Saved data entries
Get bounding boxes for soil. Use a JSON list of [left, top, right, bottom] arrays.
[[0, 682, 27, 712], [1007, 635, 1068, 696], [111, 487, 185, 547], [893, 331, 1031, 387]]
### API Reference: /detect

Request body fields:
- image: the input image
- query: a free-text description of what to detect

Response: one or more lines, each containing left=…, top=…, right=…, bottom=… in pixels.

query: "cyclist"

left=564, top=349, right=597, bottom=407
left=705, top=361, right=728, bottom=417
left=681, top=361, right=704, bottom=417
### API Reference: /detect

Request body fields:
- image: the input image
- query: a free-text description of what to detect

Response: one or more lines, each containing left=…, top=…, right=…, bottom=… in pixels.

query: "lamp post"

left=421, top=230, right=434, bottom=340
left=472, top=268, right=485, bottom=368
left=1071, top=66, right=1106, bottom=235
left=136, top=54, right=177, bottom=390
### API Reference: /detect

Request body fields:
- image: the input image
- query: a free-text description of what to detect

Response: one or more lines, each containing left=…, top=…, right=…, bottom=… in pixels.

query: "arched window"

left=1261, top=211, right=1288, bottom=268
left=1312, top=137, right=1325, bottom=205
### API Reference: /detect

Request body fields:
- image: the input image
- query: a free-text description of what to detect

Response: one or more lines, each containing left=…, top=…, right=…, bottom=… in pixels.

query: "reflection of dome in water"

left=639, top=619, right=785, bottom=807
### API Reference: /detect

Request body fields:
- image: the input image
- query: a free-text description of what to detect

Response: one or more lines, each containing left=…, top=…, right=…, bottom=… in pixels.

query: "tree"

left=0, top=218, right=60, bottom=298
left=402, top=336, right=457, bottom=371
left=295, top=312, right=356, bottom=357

_What is needed_
Please copy out everything from the start of the entries down to the line containing "left=681, top=361, right=704, bottom=417", both included and requests too, shifting every pixel coordinate in the answers up by 108.

_Worked answer_
Get bounding boxes for soil. Use a JSON list of [left, top, right, bottom] arrays.
[[108, 790, 135, 820], [1115, 743, 1176, 804], [219, 595, 293, 655], [1001, 439, 1139, 495]]
### API Reference: /detect

Request body fields:
- image: the input image
- query: a free-text description of what to detect

Response: one or more lines, each containing left=…, top=…, right=…, bottom=… in pixels.

query: "cyclist"

left=672, top=457, right=705, bottom=515
left=813, top=469, right=836, bottom=525
left=789, top=469, right=812, bottom=525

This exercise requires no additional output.